What you will do: Gather every line below that contains the word "safety" and copy each one out. Treat uppercase and lowercase letters as different when matching.

•••

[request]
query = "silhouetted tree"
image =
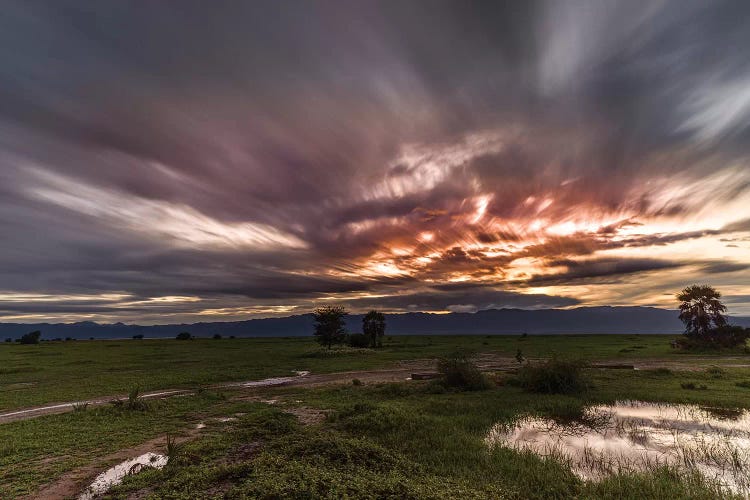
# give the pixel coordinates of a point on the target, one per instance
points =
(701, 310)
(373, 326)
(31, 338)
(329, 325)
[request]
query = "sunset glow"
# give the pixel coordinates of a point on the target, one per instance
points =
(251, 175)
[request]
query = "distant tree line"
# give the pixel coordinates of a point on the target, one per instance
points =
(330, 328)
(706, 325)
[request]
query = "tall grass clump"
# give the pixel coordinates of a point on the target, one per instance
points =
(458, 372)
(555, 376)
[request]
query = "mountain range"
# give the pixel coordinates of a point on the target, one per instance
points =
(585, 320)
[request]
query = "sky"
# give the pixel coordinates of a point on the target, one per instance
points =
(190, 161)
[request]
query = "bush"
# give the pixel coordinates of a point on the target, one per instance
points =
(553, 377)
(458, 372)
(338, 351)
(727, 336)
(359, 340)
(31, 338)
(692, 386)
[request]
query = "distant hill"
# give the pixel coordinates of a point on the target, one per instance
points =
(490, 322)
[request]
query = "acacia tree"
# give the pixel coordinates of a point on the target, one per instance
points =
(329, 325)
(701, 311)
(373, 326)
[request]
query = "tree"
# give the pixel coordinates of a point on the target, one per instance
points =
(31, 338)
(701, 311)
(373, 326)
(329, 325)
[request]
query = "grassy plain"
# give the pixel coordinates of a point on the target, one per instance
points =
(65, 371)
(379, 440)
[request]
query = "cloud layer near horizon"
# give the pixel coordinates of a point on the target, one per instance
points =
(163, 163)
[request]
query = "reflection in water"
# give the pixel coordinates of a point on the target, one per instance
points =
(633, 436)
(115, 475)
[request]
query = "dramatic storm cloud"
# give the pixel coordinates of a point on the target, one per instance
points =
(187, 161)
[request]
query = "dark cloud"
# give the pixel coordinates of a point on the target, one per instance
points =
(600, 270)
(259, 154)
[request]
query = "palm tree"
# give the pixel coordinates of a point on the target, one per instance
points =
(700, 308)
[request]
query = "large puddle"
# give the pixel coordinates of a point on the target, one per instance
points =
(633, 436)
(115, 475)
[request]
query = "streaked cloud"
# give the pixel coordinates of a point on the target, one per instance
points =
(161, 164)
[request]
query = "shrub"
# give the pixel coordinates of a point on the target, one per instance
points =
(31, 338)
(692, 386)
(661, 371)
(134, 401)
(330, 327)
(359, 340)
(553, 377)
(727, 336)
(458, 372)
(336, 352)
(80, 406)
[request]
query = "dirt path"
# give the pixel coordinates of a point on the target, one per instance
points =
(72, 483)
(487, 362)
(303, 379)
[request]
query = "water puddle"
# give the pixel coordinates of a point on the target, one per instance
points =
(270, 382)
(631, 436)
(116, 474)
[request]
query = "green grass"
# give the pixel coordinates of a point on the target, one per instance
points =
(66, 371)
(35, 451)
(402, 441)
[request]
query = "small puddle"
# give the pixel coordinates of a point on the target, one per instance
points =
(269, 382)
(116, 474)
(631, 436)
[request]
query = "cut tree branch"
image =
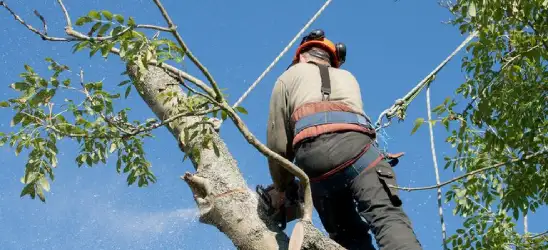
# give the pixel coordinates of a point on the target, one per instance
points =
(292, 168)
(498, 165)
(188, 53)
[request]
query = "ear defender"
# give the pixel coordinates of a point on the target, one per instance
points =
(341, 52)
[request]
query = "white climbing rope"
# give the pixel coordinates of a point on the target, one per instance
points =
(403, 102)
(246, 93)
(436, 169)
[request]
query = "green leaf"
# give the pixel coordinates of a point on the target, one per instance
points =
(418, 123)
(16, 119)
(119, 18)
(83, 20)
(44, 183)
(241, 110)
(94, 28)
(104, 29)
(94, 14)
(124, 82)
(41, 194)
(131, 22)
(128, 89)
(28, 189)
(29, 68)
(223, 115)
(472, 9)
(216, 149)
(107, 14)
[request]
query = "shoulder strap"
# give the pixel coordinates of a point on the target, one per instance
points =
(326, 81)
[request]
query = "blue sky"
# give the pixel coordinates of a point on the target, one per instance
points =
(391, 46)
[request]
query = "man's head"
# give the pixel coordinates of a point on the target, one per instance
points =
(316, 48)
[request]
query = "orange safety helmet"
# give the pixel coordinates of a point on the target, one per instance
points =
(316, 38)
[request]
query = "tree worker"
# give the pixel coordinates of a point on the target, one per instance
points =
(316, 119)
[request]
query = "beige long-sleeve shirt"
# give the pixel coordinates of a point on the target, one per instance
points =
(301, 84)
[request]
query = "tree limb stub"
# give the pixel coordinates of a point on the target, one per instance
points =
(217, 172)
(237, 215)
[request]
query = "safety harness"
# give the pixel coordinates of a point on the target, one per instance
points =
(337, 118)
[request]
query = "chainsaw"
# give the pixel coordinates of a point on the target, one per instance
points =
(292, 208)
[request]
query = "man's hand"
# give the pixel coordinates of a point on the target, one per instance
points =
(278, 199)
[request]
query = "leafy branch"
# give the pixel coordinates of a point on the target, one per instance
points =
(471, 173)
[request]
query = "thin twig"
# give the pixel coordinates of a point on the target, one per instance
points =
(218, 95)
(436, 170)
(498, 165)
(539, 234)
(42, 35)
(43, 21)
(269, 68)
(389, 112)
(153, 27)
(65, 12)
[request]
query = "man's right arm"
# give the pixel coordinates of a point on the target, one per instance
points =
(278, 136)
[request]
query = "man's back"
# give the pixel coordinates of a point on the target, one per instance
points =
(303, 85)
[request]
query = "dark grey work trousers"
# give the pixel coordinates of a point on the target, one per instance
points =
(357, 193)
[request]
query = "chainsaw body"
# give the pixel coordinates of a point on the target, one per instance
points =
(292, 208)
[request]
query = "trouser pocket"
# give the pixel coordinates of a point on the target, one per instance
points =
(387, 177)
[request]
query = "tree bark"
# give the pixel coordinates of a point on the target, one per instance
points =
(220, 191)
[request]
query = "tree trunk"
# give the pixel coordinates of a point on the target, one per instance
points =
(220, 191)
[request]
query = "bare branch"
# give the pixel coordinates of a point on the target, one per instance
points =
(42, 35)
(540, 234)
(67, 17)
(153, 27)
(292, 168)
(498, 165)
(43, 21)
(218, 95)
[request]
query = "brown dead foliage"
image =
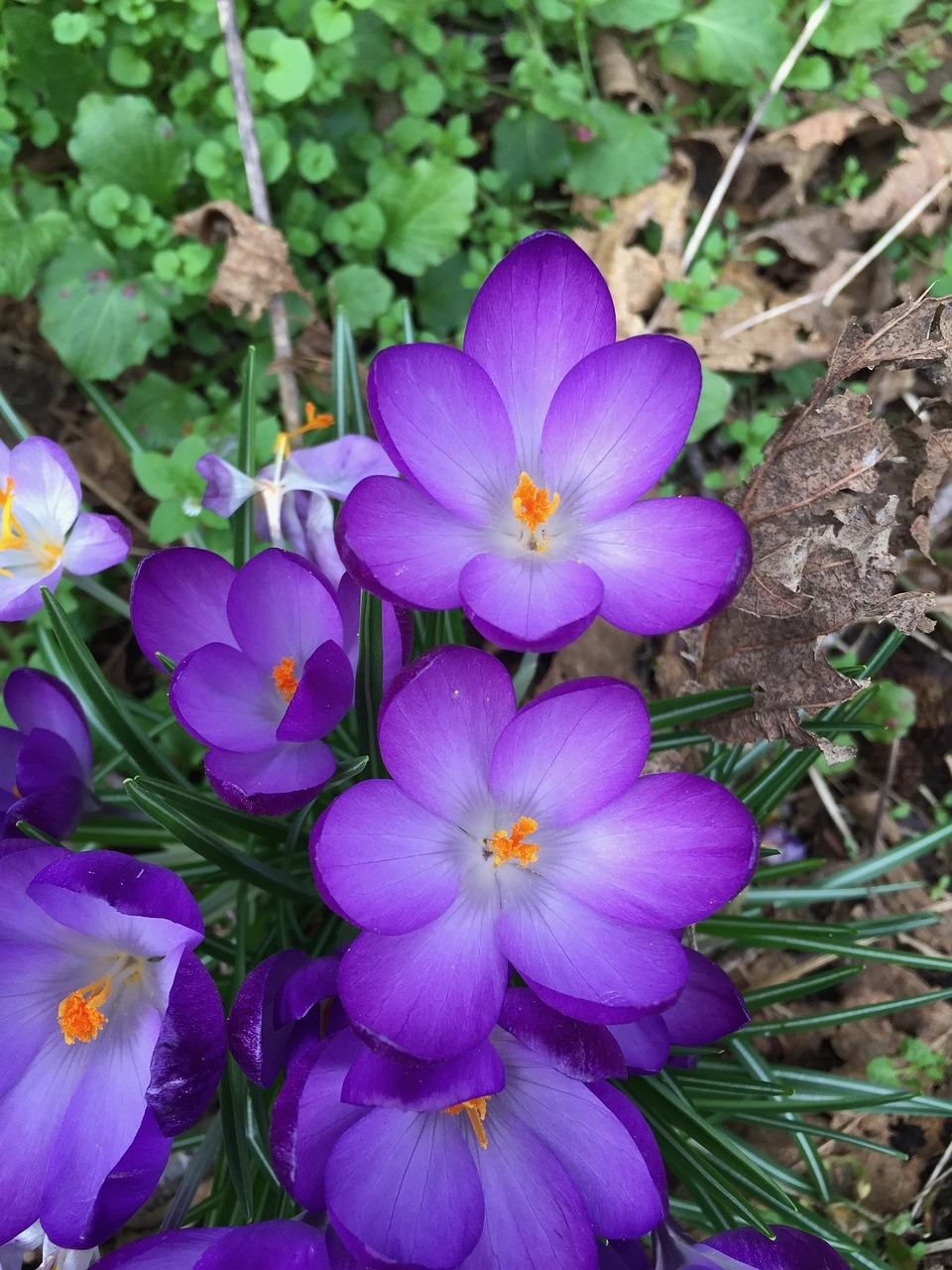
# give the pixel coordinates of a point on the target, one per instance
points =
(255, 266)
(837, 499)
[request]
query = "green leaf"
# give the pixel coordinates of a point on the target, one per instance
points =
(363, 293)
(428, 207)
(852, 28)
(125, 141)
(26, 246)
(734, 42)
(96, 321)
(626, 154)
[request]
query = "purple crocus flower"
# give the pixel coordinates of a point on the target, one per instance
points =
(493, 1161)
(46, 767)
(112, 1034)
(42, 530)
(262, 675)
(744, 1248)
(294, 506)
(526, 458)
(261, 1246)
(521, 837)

•••

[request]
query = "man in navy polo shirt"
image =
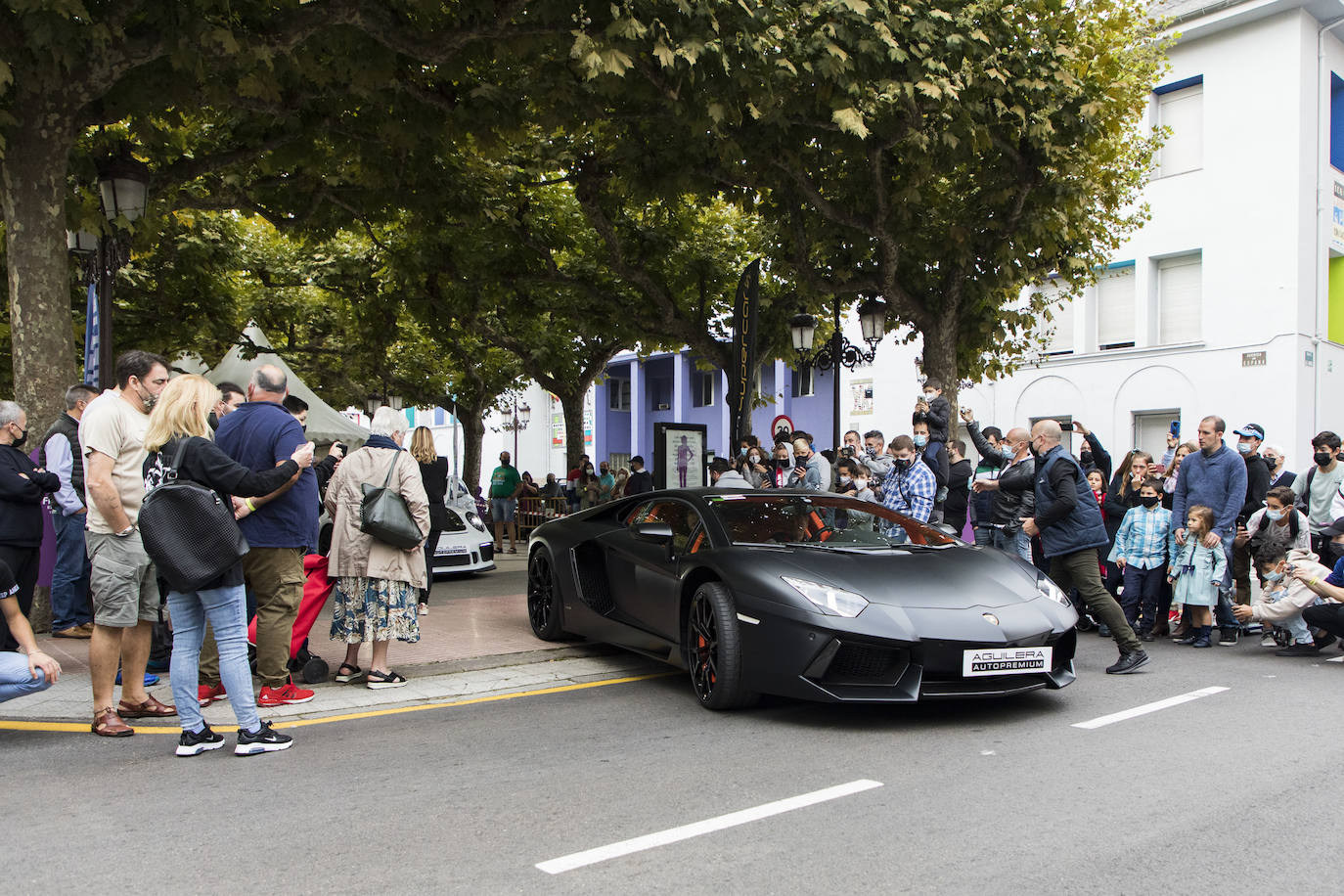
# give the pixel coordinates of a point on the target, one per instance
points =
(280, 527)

•••

Output:
query = "orange safety helmet"
query = "safety harness"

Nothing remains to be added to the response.